• _TASK_
Return everything from "Most Americans understand" down to "of being stuck." in the piece on Idaho refugee families waiting to reunite, copied word for word.

• _DOCUMENT SEGMENT_

Special treatment for some: Most refugee families in Idaho wait years to reunite with loved ones

Most Americans understand waiting as being stuck in slow-moving traffic or holding onto their shopping cart while standing in long lines at the store. But for many refugees, “waiting” depends on the whims of domestic politics, international relations, and a good dose of luck, magnifying their feeling of being stuck.
Immigration to the United States is a waiting game – it can take years, decades, even to receive immigration visas, to reunite with family, to receive asylum, to get green cards and then citizenship. More than 20,000 people had already been approved for refugee status when Trump took office, many of them with family already here in the U.S. and in Idaho. Now they too wait.
However, the Trump administration is resettling white South Africans now, just three months after floating the idea, essentially allowing them to jump the line in front of people already approved, thousands of whom had already booked their travel.
As a sociologist studying migration and refugee integration in the U.S., I have been conducting interviews on the impact of the 2021 Afghan evacuation – when tens of thousands of Afghan allies fled their country after the U.S. withdrawal and return of Taliban rule.

• _RECORDED DATA_

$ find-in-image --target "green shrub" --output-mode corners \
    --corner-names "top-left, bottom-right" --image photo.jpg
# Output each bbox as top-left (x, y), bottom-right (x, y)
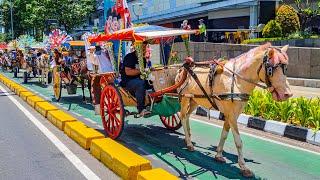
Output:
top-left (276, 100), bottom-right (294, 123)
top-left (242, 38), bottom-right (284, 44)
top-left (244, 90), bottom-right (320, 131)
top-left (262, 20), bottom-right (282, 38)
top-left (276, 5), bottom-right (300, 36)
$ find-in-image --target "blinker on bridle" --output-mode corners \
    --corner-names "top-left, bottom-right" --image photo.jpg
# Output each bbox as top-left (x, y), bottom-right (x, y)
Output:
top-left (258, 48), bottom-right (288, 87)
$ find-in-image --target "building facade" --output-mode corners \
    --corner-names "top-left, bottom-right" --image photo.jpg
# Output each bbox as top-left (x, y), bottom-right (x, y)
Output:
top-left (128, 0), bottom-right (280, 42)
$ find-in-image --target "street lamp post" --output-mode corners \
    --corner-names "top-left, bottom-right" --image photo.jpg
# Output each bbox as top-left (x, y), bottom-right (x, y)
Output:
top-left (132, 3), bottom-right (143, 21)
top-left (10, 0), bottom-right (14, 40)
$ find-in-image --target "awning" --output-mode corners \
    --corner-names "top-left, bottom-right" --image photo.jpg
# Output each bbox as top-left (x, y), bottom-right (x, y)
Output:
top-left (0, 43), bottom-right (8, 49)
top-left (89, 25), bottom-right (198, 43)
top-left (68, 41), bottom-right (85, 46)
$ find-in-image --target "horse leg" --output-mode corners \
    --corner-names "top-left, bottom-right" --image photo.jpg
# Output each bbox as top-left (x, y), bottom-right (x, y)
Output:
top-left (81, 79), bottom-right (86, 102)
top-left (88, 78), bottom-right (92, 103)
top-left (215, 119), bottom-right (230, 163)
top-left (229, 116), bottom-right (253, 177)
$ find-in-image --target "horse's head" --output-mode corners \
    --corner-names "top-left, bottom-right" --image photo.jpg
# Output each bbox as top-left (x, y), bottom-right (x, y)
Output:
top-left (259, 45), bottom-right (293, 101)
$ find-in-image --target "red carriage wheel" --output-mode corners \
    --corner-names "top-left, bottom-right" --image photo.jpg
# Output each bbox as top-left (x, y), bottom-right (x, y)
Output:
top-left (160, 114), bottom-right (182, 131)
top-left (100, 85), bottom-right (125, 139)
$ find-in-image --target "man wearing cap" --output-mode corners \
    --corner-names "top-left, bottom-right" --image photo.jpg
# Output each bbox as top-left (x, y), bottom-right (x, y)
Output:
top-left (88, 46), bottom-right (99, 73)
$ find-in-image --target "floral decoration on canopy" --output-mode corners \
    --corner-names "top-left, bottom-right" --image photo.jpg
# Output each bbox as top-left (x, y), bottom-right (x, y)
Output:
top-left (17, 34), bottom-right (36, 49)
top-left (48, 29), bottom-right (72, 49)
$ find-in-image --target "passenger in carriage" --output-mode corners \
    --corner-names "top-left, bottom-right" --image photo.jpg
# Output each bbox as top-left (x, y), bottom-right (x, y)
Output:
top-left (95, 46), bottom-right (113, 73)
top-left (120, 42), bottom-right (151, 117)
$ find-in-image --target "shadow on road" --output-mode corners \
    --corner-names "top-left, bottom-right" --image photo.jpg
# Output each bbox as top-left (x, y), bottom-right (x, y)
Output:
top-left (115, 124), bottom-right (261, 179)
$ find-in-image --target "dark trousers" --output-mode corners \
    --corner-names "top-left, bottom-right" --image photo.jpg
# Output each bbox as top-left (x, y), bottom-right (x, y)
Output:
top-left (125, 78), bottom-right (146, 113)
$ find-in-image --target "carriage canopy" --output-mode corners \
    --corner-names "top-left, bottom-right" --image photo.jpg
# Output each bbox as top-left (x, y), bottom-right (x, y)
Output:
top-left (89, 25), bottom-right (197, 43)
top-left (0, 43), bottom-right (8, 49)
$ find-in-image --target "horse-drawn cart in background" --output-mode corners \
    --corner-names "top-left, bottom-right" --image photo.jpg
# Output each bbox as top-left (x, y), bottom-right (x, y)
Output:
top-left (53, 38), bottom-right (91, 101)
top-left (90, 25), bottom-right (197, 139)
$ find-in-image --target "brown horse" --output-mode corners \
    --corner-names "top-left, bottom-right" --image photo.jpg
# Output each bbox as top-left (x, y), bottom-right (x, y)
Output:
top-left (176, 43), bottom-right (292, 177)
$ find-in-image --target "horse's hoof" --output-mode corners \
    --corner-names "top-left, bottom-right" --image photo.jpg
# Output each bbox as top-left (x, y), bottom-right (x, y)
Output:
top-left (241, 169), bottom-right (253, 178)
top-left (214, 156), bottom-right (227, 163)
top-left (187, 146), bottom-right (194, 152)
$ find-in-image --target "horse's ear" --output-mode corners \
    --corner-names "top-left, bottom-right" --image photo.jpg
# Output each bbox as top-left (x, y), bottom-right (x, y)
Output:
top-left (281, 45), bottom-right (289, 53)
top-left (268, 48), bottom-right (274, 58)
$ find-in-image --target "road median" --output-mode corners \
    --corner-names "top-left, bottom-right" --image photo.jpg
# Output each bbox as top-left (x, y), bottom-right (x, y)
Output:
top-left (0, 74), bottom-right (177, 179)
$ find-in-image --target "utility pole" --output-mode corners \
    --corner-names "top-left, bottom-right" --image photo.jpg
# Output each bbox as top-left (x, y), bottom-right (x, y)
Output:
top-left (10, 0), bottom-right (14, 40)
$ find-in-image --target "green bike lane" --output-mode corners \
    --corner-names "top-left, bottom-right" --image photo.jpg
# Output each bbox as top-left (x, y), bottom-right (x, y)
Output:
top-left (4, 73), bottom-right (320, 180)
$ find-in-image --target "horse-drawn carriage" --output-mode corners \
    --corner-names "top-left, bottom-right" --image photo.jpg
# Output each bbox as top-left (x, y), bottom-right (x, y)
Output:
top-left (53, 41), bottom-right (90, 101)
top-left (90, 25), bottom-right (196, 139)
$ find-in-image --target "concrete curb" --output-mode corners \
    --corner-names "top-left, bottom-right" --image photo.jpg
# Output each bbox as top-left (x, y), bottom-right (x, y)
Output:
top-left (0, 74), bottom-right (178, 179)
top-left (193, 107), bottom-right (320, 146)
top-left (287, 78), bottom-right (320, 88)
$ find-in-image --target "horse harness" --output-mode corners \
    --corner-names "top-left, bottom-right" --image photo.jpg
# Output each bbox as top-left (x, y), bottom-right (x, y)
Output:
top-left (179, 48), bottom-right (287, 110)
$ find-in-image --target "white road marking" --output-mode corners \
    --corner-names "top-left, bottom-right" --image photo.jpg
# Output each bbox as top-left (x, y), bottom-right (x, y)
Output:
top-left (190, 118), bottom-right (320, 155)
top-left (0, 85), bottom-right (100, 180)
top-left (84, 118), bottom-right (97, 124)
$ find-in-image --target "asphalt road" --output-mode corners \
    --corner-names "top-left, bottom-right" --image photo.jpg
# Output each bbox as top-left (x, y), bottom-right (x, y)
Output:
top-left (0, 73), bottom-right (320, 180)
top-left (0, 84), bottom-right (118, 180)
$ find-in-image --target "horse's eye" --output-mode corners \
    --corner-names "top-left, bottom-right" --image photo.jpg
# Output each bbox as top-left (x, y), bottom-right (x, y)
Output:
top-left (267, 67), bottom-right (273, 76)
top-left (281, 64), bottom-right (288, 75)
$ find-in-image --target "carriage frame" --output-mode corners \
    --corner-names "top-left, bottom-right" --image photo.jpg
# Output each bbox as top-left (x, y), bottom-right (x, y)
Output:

--

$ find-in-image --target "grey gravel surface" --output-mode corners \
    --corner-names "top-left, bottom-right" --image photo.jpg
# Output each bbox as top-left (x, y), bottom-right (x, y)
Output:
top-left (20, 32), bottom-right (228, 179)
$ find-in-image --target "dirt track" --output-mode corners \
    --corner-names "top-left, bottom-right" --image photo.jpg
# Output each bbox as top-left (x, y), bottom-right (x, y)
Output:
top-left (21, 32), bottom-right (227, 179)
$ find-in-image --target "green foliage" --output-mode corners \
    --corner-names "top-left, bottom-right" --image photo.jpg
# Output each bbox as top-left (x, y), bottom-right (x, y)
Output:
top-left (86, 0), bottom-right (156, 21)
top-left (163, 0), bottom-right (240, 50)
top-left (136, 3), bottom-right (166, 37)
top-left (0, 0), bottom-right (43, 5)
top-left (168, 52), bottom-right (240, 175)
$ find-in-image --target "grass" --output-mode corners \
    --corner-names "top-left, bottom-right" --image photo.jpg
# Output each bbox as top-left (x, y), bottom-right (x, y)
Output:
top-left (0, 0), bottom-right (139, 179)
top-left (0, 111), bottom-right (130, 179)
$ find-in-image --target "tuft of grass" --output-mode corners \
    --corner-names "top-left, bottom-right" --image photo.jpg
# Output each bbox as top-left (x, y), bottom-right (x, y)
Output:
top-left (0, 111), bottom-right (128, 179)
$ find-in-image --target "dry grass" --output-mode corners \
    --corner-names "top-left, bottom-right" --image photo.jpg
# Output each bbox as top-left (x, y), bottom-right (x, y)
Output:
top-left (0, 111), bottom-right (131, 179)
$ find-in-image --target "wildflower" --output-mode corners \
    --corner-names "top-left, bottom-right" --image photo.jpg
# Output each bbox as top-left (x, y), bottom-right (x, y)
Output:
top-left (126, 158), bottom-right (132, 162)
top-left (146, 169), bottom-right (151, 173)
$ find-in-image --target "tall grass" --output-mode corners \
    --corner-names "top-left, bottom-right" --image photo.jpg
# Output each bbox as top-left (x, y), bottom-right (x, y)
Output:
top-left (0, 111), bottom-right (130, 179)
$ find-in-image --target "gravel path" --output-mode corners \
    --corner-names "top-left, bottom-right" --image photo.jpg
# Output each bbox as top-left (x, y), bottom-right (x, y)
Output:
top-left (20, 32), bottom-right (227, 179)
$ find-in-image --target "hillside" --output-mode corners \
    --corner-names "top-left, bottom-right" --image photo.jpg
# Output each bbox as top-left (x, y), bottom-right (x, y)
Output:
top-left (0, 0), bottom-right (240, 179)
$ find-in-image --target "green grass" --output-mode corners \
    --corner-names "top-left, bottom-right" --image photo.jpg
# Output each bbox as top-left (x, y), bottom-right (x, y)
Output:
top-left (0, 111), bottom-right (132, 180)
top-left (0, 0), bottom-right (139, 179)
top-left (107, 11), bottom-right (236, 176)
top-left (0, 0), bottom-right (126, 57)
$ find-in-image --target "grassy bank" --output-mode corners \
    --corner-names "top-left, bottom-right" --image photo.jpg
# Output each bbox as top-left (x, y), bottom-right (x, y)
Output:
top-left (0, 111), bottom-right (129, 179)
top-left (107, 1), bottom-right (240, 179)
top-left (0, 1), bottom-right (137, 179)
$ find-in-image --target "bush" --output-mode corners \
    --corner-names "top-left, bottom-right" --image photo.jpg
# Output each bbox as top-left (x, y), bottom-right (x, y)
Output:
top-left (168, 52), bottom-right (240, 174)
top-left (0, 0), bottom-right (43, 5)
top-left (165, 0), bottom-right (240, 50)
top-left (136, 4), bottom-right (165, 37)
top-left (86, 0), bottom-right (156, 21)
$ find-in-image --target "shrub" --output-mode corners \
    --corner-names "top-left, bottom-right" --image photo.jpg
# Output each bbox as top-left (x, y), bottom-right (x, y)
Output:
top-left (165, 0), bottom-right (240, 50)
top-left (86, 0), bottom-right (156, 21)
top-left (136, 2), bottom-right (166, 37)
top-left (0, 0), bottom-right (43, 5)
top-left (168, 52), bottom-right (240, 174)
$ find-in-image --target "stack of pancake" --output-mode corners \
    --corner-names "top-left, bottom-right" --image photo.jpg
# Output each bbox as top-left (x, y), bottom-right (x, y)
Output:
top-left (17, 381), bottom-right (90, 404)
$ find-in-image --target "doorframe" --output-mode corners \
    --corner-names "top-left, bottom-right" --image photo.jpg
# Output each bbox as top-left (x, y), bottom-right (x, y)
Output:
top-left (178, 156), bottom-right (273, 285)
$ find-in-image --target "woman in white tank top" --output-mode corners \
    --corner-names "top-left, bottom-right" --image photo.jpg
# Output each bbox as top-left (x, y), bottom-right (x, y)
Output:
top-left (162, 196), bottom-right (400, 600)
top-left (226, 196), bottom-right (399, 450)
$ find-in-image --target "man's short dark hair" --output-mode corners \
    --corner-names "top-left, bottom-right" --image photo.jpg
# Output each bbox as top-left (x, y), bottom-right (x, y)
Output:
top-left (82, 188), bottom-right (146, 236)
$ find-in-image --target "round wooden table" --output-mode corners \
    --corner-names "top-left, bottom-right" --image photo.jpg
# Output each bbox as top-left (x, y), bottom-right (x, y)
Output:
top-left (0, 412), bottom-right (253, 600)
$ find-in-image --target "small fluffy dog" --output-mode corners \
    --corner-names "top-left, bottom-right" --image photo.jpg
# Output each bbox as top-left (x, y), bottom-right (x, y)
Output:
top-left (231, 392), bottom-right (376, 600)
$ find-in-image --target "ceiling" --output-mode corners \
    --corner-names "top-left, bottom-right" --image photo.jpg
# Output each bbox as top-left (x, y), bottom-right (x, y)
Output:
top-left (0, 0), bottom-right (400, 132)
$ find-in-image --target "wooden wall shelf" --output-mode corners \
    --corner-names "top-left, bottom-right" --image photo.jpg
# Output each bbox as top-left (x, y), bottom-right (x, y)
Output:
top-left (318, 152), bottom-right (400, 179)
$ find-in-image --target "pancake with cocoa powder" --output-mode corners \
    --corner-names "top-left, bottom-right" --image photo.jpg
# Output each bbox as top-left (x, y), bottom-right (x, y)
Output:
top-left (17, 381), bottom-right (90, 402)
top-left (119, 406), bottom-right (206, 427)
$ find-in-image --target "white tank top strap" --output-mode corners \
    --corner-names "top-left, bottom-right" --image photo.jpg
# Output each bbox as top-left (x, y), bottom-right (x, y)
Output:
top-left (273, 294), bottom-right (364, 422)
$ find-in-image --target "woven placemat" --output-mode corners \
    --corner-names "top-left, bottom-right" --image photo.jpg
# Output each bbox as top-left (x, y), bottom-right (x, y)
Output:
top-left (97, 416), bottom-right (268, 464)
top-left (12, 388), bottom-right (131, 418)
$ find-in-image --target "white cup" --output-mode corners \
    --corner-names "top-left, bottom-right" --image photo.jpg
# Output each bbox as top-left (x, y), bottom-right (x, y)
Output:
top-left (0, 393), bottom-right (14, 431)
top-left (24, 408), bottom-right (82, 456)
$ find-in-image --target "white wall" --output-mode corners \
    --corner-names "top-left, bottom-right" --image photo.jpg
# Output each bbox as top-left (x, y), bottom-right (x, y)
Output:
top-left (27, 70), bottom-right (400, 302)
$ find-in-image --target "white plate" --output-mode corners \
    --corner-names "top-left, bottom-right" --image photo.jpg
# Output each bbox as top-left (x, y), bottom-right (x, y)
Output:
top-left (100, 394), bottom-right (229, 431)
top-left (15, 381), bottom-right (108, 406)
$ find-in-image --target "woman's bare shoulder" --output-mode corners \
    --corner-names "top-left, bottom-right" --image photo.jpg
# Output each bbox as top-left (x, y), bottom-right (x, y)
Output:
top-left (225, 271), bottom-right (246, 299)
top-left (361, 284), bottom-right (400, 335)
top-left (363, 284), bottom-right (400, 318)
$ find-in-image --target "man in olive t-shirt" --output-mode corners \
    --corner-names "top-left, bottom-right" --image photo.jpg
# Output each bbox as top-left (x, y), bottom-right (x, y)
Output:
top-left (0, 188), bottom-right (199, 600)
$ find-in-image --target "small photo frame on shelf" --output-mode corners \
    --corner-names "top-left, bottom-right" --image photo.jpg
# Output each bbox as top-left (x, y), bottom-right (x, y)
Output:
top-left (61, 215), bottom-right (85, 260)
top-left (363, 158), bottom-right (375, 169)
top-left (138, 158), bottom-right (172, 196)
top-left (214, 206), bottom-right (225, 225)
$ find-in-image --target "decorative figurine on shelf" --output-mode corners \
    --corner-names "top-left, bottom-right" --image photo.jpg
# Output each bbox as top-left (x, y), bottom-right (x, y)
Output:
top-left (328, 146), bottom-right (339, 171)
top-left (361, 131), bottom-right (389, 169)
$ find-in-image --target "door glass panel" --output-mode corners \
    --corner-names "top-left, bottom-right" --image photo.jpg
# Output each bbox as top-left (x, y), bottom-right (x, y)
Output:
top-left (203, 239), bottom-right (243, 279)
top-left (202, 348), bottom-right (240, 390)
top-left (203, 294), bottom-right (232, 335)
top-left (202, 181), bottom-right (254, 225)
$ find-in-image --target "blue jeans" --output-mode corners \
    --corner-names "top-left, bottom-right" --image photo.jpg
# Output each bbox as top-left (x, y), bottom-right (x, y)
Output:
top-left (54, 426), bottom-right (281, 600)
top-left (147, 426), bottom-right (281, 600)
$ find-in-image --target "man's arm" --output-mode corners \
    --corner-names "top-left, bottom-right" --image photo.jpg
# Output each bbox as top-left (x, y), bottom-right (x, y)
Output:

• _RESPONSE TO THIS EXERCISE_
Most Americans understand waiting as being stuck in slow-moving traffic or holding onto their shopping cart while standing in long lines at the store. But for many refugees, “waiting” depends on the whims of domestic politics, international relations, and a good dose of luck, magnifying their feeling of being stuck.